ENTRIES PROVIDED

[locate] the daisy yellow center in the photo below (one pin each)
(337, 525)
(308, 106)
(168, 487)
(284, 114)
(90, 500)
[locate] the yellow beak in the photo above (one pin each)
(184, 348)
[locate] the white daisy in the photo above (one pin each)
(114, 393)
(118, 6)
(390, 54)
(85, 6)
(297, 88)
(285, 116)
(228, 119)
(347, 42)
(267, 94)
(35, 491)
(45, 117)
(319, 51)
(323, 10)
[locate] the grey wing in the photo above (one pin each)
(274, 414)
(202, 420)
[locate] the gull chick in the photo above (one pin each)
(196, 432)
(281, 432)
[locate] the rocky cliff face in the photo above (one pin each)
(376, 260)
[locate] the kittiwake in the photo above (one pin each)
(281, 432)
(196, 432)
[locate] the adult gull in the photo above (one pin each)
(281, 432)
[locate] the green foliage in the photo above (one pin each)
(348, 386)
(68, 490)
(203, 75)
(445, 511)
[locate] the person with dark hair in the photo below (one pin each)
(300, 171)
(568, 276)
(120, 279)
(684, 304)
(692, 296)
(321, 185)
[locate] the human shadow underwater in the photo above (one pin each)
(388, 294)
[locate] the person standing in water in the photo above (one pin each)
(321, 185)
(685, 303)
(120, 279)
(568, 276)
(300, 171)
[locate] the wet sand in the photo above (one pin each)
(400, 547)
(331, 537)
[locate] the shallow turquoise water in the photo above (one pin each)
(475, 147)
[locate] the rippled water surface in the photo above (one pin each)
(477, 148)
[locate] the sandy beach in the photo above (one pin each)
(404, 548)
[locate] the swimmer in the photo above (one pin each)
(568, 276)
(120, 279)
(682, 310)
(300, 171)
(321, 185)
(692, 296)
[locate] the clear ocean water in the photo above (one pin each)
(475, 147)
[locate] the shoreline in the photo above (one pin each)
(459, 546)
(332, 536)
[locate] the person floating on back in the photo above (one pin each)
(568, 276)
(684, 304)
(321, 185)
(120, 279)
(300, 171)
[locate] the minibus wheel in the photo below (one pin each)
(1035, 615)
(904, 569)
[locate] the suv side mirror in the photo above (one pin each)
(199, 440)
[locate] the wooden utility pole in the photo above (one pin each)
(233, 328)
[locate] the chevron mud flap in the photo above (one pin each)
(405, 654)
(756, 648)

INSTRUCTIONS FOR THE TASK
Print the entries unchanged, from the line containing "[locate] the suv" through the last line of the entries.

FINAL RESULT
[locate] the suv side mirror in the photo above (one pin each)
(199, 440)
[locate] the wooden utility pole in the photo above (one pin each)
(233, 328)
[locate] the chevron mud flap in the photo above (one pin each)
(405, 654)
(756, 648)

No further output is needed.